▶ **EXERCISE TASK**:
Please count the lines in the listing below that contain the string "striped". Reply with only that number.

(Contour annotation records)
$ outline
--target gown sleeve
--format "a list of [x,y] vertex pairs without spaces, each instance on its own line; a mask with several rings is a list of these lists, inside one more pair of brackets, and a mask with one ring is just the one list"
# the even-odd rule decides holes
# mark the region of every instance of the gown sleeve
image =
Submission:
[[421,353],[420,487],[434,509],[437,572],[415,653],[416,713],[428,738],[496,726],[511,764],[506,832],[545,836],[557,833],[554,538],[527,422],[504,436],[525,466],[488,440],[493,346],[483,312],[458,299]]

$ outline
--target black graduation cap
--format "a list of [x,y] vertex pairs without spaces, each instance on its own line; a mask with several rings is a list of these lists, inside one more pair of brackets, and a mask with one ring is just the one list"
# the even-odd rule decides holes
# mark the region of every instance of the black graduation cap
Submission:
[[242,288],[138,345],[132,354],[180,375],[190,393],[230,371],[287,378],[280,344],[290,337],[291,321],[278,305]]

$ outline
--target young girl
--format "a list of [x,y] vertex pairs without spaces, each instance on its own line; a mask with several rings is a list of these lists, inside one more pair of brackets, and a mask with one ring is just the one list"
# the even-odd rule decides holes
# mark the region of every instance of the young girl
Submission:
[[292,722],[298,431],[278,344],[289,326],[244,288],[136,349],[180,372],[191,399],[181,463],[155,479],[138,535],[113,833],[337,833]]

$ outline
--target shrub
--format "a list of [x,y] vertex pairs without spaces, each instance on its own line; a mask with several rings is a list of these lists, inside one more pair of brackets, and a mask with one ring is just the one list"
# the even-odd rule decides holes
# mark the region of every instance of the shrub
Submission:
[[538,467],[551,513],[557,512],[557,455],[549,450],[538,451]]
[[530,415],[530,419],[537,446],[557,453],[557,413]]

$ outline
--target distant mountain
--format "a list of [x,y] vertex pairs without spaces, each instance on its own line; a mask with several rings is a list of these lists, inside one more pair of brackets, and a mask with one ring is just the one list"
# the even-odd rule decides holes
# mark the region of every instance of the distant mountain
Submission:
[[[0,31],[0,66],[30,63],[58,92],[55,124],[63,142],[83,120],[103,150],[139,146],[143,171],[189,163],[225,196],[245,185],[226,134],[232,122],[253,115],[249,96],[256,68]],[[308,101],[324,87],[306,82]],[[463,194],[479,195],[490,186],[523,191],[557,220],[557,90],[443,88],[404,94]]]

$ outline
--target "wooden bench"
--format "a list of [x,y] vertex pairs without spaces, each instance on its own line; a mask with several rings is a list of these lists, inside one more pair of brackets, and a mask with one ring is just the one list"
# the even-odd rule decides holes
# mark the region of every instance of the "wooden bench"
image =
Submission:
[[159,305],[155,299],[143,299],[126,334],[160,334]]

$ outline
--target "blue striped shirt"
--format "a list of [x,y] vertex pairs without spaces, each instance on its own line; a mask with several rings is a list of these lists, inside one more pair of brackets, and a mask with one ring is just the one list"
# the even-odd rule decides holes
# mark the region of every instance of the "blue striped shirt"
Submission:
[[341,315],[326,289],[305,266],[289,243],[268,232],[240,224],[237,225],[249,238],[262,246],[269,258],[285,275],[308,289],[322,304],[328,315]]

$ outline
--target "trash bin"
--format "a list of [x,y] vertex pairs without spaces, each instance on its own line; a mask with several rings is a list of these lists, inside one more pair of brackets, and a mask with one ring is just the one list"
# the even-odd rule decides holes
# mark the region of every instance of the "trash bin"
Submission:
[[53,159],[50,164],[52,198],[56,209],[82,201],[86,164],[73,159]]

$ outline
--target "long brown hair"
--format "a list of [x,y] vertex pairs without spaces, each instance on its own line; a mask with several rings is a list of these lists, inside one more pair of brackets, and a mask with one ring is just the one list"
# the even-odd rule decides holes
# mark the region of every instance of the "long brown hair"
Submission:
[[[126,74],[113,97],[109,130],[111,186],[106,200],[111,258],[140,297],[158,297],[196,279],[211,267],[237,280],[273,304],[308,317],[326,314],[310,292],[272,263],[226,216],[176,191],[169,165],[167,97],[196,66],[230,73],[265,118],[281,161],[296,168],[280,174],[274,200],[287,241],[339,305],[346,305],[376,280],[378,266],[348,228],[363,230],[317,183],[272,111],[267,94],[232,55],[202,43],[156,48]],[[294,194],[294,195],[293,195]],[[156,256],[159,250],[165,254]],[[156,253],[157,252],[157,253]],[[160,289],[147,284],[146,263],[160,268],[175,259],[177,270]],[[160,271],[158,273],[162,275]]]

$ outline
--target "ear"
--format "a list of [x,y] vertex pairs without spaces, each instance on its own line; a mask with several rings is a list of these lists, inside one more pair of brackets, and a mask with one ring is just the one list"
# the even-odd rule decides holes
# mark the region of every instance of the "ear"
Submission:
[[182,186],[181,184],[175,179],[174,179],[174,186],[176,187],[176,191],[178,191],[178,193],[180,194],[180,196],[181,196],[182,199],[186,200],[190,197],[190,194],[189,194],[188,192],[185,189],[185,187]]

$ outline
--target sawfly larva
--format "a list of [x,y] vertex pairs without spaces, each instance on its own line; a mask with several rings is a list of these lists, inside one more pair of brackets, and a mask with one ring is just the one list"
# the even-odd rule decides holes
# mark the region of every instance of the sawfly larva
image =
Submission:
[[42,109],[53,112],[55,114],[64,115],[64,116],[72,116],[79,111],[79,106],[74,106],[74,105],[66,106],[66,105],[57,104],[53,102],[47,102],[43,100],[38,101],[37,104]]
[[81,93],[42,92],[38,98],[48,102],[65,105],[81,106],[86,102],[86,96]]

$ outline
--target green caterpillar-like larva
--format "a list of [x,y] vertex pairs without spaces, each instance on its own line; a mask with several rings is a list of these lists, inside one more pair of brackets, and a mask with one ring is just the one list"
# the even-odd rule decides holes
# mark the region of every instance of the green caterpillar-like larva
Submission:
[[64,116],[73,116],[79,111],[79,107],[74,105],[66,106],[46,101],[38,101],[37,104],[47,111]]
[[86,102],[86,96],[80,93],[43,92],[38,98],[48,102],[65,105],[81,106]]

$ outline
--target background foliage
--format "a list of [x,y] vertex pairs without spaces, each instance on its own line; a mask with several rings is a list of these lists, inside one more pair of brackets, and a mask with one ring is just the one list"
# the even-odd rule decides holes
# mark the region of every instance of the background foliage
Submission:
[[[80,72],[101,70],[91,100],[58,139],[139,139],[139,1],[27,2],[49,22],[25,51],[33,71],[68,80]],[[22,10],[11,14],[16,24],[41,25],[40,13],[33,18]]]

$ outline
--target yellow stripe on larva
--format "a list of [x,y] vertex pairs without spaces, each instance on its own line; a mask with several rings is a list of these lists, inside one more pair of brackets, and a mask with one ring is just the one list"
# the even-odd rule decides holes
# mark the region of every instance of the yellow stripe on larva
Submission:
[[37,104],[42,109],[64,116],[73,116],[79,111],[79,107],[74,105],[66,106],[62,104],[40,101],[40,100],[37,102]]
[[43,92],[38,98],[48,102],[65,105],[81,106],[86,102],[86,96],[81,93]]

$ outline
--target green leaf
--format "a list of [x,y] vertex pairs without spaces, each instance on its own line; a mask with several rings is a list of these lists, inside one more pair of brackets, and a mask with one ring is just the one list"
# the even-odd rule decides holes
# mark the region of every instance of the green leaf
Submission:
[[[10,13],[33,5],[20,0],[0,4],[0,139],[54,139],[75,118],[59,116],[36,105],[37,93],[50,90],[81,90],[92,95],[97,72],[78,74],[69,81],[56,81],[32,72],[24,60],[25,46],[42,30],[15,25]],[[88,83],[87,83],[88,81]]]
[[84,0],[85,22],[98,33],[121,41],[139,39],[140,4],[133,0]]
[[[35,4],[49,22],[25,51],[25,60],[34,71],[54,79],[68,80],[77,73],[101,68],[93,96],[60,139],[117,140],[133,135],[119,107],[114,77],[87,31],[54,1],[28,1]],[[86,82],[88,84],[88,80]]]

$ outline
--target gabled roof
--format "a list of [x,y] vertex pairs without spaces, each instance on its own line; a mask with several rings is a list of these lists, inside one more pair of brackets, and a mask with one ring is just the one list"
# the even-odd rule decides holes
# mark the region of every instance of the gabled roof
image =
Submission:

▶ **ANSWER TO THE EXERCISE**:
2